### [REQUIREMENT 1]
According to the passage on staffing at King, in May the Legislature authorized increasing direct-care staff to what number?
### [REQUIREMENT 2]
From the passage on staffing at King, reproduce the text starting at "King sped up" and ending at "priority, Scocos said.".

### [EXERCISE TEXT]
In 2011, Walker and the Republican state Legislature stripped the board of its authority and Walker re-hired Scocos, who had been fired in 2009 by the board in part because of disputes over the homes.
King sped up admissions with strong marketing and quicker reviews of applicants' medical needs, which are assessed to ensure the home can properly care for them, Nitschke said. Recently, the department has requested permission to begin admitting veterans from other states, while giving Wisconsin residents higher priority, Scocos said.
In May, the department persuaded the Legislature to authorize increasing direct-care staff to 428.5 from 389, although hiring didn't increase actual staff levels until late summer. Many new hires didn't stay long. Other staff members also departed, but King ended up with about 30 additional workers by mid-January.
Overtime shifts are less frequent now, but staffing increases lagged behind residency increases for a full year — in part because managers at the home were previously too choosy when hiring, said Department of Veterans Affairs Deputy Secretary Michael Trepanier.

### [SOURCE INFORMATION]
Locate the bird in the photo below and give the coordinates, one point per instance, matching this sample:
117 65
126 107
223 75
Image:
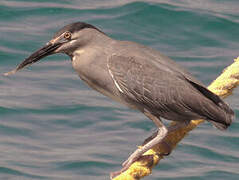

### [WRITTEN REPLY 1]
428.5, up from 389.

### [WRITTEN REPLY 2]
King sped up admissions with strong marketing and quicker reviews of applicants' medical needs, which are assessed to ensure the home can properly care for them, Nitschke said. Recently, the department has requested permission to begin admitting veterans from other states, while giving Wisconsin residents higher priority, Scocos said.